• **What you need to do**
Write out all the rows below again, requests included. Shift every answer coordinate by -55, and leave the numbers in the requests untouched.

• **Data records**
● ● ● ● ●

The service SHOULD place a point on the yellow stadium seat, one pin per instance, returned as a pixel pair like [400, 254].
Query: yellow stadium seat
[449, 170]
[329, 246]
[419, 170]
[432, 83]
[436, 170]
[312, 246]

● ● ● ● ●

• **Solved exercise**
The service SHOULD place a point on the yellow stadium seat, one pin per instance, returned as a pixel pair like [400, 254].
Query: yellow stadium seat
[394, 115]
[274, 191]
[364, 115]
[377, 28]
[381, 115]
[257, 191]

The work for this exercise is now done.